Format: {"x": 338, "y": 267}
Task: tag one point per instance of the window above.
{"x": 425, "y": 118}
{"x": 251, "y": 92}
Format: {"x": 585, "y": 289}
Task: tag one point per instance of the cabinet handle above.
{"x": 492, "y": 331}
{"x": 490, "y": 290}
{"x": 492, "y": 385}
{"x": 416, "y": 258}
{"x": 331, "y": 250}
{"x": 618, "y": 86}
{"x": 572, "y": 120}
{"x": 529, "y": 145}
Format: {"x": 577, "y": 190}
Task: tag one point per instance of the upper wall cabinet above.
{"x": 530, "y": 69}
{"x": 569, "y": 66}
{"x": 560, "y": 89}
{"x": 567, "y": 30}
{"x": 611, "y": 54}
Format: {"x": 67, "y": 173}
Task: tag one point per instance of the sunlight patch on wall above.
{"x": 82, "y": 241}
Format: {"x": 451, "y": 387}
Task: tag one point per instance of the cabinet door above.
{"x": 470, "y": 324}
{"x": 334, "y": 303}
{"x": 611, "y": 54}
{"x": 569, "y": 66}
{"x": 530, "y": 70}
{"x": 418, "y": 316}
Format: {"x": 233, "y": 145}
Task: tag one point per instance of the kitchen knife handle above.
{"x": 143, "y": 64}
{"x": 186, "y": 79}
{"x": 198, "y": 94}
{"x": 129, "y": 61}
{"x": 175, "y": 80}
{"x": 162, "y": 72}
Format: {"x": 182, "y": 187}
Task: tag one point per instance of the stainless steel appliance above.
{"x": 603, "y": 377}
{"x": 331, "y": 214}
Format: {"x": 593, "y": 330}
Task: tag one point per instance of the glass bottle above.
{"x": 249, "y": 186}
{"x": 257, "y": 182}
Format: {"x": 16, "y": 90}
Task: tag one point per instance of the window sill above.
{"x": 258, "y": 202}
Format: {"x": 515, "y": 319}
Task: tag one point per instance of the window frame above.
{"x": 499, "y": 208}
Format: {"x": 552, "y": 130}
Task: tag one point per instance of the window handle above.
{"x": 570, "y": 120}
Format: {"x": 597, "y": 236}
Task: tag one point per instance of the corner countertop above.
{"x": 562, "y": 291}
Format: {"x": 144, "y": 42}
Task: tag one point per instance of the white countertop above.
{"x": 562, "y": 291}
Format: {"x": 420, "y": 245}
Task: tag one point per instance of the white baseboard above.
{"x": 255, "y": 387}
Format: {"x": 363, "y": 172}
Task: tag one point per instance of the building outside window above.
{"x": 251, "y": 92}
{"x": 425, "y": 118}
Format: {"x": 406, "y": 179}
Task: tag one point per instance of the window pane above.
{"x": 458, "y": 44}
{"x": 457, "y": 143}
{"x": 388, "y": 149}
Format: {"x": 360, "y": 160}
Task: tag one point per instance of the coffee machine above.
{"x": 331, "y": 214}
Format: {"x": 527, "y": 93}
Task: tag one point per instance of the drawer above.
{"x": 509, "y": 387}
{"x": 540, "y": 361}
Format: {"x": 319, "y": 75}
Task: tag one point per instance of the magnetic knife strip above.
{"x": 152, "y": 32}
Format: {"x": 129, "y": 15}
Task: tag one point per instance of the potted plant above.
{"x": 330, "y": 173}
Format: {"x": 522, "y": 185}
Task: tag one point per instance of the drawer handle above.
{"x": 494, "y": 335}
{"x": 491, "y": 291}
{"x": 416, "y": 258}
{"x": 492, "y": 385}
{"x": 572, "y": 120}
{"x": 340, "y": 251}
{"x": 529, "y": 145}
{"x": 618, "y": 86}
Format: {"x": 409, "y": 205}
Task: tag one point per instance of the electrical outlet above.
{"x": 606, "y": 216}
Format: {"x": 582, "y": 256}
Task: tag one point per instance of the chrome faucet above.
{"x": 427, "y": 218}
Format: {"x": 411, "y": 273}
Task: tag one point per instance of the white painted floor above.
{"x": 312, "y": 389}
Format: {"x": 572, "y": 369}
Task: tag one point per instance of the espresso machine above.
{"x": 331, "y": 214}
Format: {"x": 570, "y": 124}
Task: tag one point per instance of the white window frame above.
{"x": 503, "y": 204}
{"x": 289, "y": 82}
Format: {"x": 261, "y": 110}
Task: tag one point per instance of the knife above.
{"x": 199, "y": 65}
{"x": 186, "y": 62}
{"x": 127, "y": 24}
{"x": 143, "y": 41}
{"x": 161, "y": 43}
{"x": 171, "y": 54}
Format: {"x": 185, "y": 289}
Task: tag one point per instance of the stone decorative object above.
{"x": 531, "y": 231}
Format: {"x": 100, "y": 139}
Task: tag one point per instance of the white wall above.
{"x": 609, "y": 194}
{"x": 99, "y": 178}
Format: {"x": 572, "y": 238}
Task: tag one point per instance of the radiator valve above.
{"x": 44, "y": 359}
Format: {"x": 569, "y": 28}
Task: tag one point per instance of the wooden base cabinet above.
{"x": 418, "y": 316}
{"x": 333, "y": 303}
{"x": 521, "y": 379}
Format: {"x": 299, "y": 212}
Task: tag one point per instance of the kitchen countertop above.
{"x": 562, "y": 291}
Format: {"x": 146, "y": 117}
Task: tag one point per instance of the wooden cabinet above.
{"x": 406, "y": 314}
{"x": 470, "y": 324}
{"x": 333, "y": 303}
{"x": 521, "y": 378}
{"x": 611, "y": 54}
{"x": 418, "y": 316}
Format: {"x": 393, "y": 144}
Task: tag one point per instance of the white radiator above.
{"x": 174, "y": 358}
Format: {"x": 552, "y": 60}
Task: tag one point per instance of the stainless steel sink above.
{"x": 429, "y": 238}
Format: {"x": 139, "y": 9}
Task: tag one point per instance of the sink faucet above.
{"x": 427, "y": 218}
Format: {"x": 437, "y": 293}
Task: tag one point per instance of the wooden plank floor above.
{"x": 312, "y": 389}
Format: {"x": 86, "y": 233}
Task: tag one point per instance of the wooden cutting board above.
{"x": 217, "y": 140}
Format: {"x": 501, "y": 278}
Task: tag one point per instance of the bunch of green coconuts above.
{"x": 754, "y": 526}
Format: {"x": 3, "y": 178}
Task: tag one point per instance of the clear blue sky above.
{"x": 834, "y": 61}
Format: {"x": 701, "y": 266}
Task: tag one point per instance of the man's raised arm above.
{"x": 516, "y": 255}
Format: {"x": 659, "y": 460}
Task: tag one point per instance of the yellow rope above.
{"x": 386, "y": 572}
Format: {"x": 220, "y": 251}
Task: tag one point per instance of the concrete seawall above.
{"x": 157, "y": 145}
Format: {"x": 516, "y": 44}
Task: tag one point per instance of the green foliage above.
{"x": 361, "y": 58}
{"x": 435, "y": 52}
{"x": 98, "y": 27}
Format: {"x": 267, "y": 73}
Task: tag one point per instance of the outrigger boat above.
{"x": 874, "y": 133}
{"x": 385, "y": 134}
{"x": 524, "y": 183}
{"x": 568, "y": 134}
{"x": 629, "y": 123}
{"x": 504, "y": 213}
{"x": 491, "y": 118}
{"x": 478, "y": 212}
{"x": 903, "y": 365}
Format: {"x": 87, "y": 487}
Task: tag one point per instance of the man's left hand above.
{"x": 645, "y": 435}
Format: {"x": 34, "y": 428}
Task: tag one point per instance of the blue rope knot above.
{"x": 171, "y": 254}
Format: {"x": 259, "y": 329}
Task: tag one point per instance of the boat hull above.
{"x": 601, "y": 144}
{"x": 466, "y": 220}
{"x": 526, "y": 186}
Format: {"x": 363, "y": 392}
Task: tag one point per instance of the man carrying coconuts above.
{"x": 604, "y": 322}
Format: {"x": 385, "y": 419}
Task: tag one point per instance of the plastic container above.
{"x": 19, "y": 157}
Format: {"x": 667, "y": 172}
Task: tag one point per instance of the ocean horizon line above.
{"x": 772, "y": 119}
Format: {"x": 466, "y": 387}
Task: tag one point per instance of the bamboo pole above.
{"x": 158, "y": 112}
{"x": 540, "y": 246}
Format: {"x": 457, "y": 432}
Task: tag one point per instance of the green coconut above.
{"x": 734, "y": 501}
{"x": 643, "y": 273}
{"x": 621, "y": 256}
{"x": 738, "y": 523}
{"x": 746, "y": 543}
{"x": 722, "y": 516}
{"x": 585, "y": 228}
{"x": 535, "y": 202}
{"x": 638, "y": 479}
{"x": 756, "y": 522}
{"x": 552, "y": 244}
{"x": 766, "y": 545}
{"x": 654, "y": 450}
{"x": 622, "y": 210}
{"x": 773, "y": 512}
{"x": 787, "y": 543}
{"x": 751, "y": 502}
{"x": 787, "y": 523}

┄┄┄┄┄┄

## TASK BRIEF:
Pull out every line above that contains the string "boat", matching case exactly.

## PROBLEM SOLUTION:
Task: tag one point per instance of the outrigger boat above.
Task: tag one point per instance of the boat hull above.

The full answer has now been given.